*What is needed:*
Filter the records below down to the lines that contain the string "annotation", treating uppercase and lowercase as distinct, and copy each matching line.

*Records provided:*
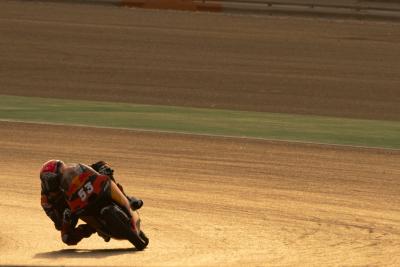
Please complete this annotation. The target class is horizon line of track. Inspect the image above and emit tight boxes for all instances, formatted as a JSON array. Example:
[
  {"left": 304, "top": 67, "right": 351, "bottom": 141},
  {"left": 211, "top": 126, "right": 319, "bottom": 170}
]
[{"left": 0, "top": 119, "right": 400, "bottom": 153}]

==

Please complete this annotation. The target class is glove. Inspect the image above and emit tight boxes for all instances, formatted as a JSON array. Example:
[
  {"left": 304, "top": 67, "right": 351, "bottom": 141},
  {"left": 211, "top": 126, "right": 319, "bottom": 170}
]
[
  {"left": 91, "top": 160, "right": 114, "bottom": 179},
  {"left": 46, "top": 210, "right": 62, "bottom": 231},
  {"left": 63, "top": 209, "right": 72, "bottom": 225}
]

*Exercise answer:*
Please complete this annotation. The target class is horizon line of track. Inspect the image above and emit tight boxes for all instances, formatted as a JSON array. Example:
Please complete this annotation. The target class is glove. Inspect the image above and emit tight boxes for all instances, formatted as a JSON array. Example:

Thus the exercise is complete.